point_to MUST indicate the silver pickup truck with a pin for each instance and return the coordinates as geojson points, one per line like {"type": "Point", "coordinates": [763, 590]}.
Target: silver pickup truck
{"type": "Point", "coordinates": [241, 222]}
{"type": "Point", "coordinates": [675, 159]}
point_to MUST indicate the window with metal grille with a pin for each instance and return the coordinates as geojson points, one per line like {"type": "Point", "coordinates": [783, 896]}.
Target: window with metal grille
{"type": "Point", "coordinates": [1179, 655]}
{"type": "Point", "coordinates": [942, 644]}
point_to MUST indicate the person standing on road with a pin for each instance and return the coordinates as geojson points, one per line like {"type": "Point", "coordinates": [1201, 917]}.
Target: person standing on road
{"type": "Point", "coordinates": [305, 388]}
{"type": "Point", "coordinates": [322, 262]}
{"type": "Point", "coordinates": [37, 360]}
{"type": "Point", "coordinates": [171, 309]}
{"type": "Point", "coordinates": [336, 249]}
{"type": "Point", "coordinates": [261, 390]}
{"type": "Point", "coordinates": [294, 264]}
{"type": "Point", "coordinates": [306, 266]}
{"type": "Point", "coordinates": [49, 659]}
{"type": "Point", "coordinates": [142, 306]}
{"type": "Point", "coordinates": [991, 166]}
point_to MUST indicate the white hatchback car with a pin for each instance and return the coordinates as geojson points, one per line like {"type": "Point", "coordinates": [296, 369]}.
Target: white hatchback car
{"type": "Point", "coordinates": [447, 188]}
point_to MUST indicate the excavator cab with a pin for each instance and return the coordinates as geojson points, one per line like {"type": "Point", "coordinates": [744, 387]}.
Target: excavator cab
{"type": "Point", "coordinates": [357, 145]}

○ ○ ○ ○

▶ _TASK TO COMPLETE_
The entries are to be retyped in full, with no alteration.

▶ _RESPONSE TO THIS TASK_
point_to MUST indicate the silver pickup truck with a pin for each instance and return the coordinates as geojson points, one per line like {"type": "Point", "coordinates": [763, 590]}.
Target: silver pickup truck
{"type": "Point", "coordinates": [241, 222]}
{"type": "Point", "coordinates": [675, 159]}
point_to MUST indicate the window with metal grille with a pin for each instance and return the coordinates as geojson points, one per line like {"type": "Point", "coordinates": [783, 896]}.
Target: window with metal grille
{"type": "Point", "coordinates": [1179, 655]}
{"type": "Point", "coordinates": [942, 644]}
point_to MUST indicate the person standing on road with a pin for each instance and return the coordinates as geojson points, one per line like {"type": "Point", "coordinates": [1201, 917]}.
Target: person standing on road
{"type": "Point", "coordinates": [305, 388]}
{"type": "Point", "coordinates": [322, 262]}
{"type": "Point", "coordinates": [37, 360]}
{"type": "Point", "coordinates": [171, 309]}
{"type": "Point", "coordinates": [336, 249]}
{"type": "Point", "coordinates": [261, 390]}
{"type": "Point", "coordinates": [294, 264]}
{"type": "Point", "coordinates": [306, 266]}
{"type": "Point", "coordinates": [49, 659]}
{"type": "Point", "coordinates": [142, 306]}
{"type": "Point", "coordinates": [991, 166]}
point_to MUST indicate the white hatchback car with a pin for each instance and return the coordinates as geojson points, one per line like {"type": "Point", "coordinates": [296, 369]}.
Target: white hatchback car
{"type": "Point", "coordinates": [447, 188]}
point_to MUST indicate the excavator cab with a pin for each instance and return the coordinates as geojson points, one per line like {"type": "Point", "coordinates": [744, 387]}.
Target: excavator cab
{"type": "Point", "coordinates": [357, 145]}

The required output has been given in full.